> Passage cité
​Abdallah Baha ou l'art de se taire


Par Driss Abbadi *
Samedi 13 Décembre 2014

​Abdallah Baha ou l'art de se taire
Ceci est un hommage à un homme que j'ai connu il y a une dizaine d'années, que j'ai apprécié pour son ouverture d’esprit, sa précision des choses et d’autres qualités qui m'ont inspiré ce papier dont le contenu s’adapte à notre actualité : l'homme était silencieux, discret, sage, posé, concentré, évitait la confrontation, croyait en la progressivité des réformes, voyait loin sans se précipiter...

(Données enregistrées)
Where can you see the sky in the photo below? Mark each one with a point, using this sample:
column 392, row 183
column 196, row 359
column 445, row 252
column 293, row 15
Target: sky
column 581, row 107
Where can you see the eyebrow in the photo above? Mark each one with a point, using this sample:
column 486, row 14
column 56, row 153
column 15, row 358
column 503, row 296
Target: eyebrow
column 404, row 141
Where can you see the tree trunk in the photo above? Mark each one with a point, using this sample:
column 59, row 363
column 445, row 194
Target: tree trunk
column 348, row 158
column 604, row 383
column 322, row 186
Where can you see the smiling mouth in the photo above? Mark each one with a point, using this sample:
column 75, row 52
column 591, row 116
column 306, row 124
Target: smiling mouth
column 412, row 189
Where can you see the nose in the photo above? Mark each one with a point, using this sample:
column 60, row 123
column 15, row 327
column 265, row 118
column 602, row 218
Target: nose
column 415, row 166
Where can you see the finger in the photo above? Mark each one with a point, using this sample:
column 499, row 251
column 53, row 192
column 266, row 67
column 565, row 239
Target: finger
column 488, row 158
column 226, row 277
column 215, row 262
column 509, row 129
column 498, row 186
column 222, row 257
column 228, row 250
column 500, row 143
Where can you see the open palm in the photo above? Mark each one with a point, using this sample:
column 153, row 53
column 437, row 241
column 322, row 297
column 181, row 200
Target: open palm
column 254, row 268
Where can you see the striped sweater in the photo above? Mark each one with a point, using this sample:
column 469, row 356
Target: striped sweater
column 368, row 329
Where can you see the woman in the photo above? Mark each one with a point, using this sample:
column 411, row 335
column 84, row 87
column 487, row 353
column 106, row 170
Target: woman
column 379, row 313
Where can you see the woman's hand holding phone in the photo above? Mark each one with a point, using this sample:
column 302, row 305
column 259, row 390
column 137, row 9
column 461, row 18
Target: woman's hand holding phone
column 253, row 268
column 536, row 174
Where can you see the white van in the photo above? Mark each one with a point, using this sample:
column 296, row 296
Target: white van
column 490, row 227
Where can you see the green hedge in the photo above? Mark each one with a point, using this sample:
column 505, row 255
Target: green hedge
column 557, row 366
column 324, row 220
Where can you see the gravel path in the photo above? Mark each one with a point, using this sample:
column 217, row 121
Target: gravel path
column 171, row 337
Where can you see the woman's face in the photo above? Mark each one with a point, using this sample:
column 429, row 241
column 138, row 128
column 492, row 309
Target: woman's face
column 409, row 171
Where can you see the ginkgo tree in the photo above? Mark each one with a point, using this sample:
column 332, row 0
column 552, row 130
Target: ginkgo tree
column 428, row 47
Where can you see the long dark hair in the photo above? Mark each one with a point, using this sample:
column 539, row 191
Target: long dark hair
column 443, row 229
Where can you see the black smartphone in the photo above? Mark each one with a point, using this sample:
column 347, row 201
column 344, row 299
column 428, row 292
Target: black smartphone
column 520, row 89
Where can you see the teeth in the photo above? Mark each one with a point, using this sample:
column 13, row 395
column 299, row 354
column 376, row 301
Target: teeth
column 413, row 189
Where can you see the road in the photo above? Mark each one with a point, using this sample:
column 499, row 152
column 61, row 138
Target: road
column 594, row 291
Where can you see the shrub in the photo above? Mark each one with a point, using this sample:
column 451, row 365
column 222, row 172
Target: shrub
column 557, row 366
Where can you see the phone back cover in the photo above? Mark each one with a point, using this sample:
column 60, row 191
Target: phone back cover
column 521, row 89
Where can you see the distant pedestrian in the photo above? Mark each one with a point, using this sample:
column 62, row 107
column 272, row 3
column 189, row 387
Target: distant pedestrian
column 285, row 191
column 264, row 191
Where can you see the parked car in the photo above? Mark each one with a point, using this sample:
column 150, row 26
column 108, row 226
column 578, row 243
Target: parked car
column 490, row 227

> Problème à traiter
Recopiez à l'identique le passage de l'hommage à Abdallah Baha qui va de « Par Driss Abbadi » jusqu'à « sans se précipiter... » inclus.

> Solution
Par Driss Abbadi *
Samedi 13 Décembre 2014

​Abdallah Baha ou l'art de se taire
Ceci est un hommage à un homme que j'ai connu il y a une dizaine d'années, que j'ai apprécié pour son ouverture d’esprit, sa précision des choses et d’autres qualités qui m'ont inspiré ce papier dont le contenu s’adapte à notre actualité : l'homme était silencieux, discret, sage, posé, concentré, évitait la confrontation, croyait en la progressivité des réformes, voyait loin sans se précipiter...